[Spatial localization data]

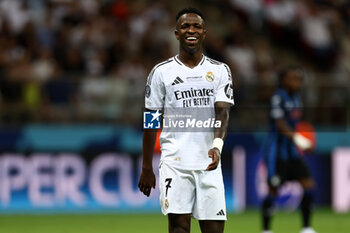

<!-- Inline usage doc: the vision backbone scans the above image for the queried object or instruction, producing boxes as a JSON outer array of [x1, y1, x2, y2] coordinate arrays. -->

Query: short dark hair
[[278, 66, 304, 87], [175, 8, 205, 22]]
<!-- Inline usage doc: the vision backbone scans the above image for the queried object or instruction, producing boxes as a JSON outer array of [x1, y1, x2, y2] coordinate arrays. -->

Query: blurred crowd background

Exercise details »
Return each record above as it stands. Pictures stay out.

Your solution »
<!-- Inline usage doc: the vision backbone scans the above image for the queried object or instruction, producing boxes as a JSON outer array of [x1, y1, x2, y2] coordinate arrays. -->

Query: short dark hair
[[278, 66, 304, 87], [175, 8, 205, 22]]
<!-- Inline usage doc: the vision backbone scans the above image for the queried object or instruction, producing boxes as a JSON outer array of [x1, y1, x2, y2] coordinate arrays. -->

Query: blurred crowd background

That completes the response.